(Entries taken from a collection)
########################################
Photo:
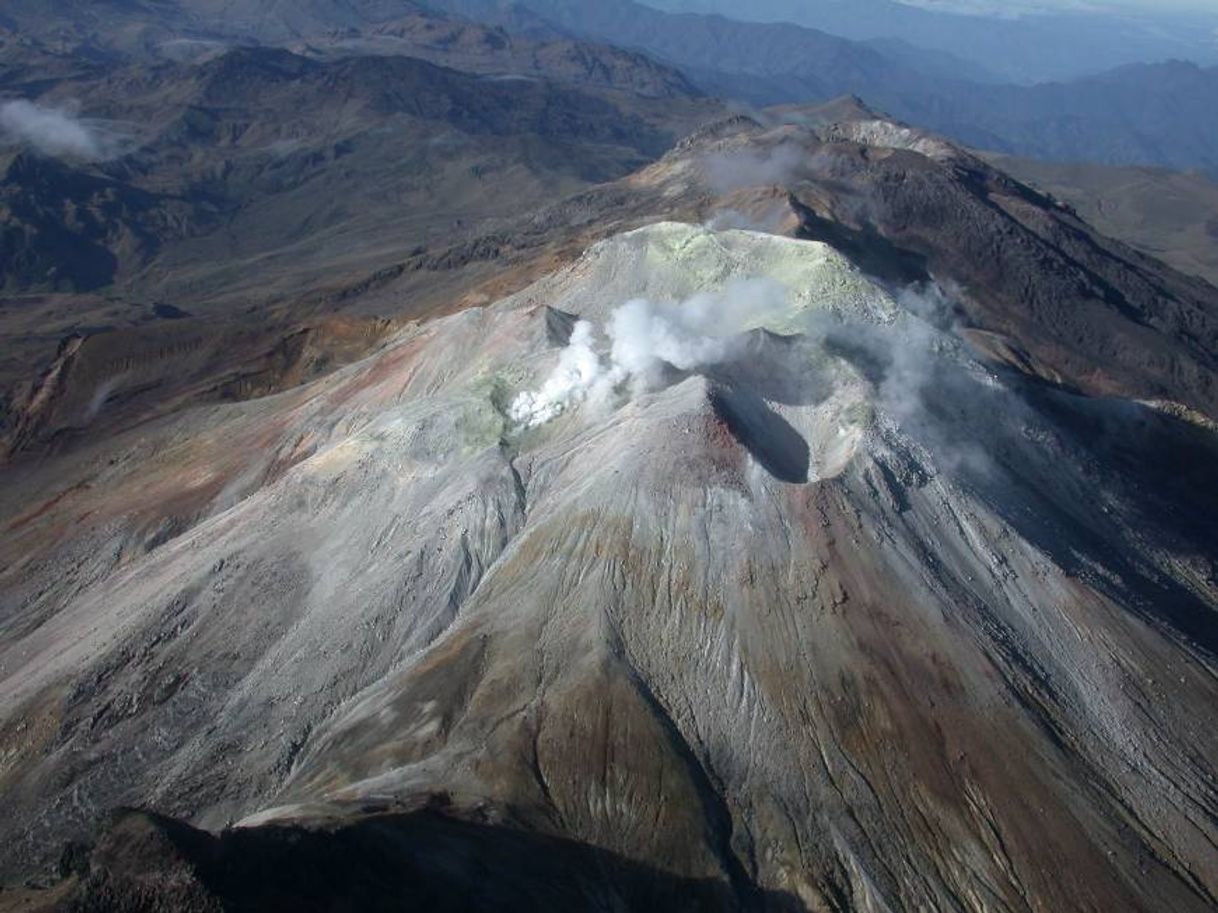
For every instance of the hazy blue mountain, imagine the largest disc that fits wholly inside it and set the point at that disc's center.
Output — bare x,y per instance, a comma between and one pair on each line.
1031,48
1157,115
########################################
(TASK OBJECTIVE): Without the pictures, give the entries above back exactly.

(ANSWER SECTION):
Photo:
For every instance of the hazy blue mountain, imagine the largest disc that fits wholly inside it and set the point at that disc's center.
Output — bare x,y per instance, a comma between and one pair on each line.
1031,48
1157,115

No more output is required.